> [Exercise] Locate every line in the items below that contains the word "blazer", treating uppercase and lowercase letters as different. Copy each of those lines in full.

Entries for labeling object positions
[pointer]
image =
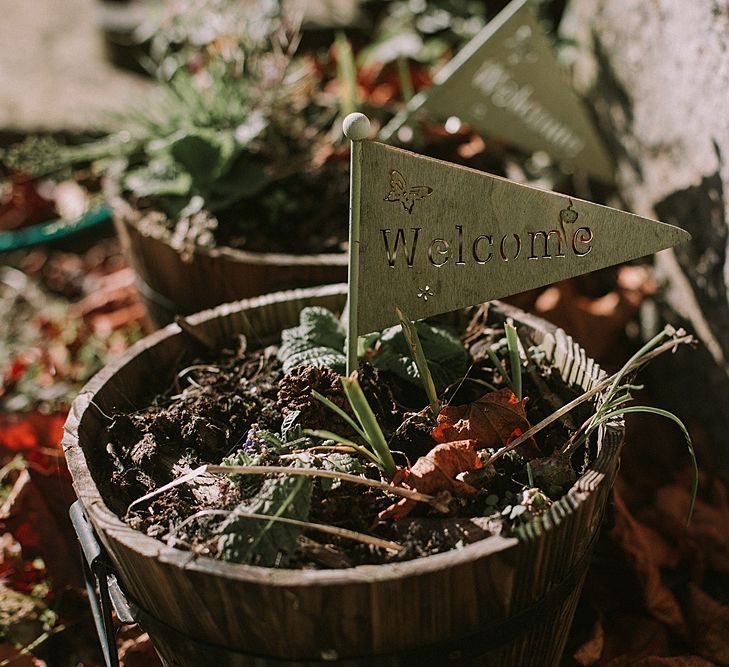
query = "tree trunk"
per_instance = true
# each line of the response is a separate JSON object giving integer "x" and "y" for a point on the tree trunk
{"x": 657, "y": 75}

* * *

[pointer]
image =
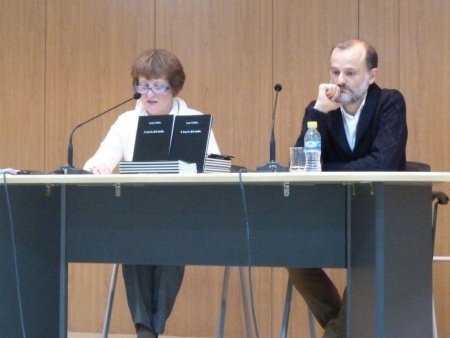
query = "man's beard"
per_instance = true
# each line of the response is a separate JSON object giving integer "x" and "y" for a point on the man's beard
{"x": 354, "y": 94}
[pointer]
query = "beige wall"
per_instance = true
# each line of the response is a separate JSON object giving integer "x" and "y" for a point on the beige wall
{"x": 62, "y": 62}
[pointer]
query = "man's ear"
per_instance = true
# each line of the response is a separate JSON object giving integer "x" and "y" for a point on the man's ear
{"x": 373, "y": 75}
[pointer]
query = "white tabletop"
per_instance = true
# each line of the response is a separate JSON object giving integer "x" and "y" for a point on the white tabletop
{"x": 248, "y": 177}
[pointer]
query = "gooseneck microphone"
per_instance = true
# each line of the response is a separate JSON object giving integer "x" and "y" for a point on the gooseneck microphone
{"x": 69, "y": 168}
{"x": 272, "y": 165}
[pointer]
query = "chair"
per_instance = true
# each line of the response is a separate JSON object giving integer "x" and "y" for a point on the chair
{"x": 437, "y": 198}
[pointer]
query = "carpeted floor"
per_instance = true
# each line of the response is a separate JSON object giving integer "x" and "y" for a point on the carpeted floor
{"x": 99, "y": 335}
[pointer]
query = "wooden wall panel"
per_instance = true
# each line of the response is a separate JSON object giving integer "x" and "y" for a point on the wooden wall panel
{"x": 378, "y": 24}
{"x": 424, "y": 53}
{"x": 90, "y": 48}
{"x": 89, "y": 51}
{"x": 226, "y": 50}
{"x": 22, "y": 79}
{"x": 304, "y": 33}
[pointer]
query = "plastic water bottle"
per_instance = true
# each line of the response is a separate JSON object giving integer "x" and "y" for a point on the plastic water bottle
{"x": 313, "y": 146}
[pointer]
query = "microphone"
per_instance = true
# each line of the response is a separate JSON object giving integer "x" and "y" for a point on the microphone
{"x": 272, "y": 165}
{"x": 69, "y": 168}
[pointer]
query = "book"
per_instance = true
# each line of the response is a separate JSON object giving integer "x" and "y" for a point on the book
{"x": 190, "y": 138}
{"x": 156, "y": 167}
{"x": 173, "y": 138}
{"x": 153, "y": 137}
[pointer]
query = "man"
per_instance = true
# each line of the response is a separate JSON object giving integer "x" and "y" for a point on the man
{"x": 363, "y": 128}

---

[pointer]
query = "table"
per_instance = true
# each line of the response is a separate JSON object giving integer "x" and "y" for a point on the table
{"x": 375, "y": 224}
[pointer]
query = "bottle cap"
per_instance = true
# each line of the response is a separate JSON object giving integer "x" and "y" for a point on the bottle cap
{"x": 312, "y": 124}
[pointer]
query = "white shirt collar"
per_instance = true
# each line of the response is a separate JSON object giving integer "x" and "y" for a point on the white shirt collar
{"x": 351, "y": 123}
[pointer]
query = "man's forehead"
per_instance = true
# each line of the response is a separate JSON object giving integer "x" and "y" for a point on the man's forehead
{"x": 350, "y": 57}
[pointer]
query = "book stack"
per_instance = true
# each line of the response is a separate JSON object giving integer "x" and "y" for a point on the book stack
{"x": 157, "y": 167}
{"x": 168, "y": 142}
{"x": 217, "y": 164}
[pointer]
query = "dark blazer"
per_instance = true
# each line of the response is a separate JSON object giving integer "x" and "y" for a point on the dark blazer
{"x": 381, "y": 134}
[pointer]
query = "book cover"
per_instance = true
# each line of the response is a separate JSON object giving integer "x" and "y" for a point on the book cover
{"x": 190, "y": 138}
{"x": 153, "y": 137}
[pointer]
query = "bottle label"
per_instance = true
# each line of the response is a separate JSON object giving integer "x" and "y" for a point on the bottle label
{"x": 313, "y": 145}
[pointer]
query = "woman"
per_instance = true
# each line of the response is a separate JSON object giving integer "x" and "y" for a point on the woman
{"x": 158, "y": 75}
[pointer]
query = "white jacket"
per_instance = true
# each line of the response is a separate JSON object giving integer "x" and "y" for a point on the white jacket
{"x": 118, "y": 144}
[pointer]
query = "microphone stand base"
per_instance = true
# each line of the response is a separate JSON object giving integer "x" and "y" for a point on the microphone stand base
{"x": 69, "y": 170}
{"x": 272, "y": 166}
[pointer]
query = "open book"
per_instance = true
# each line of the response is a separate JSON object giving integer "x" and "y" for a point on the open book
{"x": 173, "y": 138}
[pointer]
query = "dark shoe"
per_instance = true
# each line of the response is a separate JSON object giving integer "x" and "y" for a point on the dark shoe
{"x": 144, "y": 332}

> [Task response]
query = "dark blazer"
# each line of the response is a separate JSON object giving integer "x" and "y" for a point on the dark blazer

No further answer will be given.